Copy the lines below exactly. Start at the first and finish with the line containing "TARGET: grazing black cow".

Point localization data

-=-=-

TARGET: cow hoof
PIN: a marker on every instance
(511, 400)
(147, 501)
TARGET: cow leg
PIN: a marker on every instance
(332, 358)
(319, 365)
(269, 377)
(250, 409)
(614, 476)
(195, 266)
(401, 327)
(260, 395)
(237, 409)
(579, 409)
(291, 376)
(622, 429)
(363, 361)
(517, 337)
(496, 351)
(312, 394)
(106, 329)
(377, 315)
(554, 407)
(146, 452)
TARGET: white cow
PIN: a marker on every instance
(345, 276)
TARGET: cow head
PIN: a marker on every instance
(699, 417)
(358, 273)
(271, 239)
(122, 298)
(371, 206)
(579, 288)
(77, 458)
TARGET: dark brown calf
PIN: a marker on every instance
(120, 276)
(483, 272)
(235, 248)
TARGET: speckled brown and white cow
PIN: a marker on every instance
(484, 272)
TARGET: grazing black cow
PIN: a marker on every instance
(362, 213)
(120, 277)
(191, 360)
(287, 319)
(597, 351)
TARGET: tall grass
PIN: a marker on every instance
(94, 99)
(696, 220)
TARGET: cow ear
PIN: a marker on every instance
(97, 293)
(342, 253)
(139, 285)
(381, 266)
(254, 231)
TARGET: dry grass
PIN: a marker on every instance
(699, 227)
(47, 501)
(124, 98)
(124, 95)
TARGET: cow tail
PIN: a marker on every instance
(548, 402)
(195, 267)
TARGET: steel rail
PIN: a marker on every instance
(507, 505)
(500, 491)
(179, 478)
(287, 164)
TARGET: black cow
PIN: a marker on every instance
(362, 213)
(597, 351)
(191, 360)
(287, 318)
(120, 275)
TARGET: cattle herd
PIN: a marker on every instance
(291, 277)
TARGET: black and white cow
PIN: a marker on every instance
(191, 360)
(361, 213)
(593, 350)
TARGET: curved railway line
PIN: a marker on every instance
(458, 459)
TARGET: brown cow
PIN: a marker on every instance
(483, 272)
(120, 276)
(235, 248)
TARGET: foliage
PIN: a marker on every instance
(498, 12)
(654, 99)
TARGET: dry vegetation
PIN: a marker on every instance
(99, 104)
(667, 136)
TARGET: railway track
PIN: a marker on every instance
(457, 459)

-=-=-

• Task result:
TARGET: cow hoof
PIN: a marker on every instance
(511, 400)
(147, 501)
TARGET: cow leg
PIN: a marker on every instance
(332, 358)
(319, 365)
(269, 377)
(250, 409)
(614, 476)
(195, 266)
(401, 327)
(260, 395)
(237, 409)
(579, 409)
(291, 376)
(622, 429)
(363, 361)
(517, 337)
(496, 351)
(312, 394)
(106, 329)
(377, 315)
(554, 407)
(146, 452)
TARGET: white cow
PIN: a marker on every instance
(345, 276)
TARGET: cow head
PIN: a marker on every instance
(699, 417)
(358, 273)
(271, 239)
(122, 298)
(371, 206)
(579, 288)
(77, 458)
TARGET: dark brown calf
PIN: a marker on every instance
(120, 276)
(483, 272)
(235, 248)
TARGET: speckled brown and white cow
PIN: a marker on every instance
(484, 272)
TARGET: grazing black cow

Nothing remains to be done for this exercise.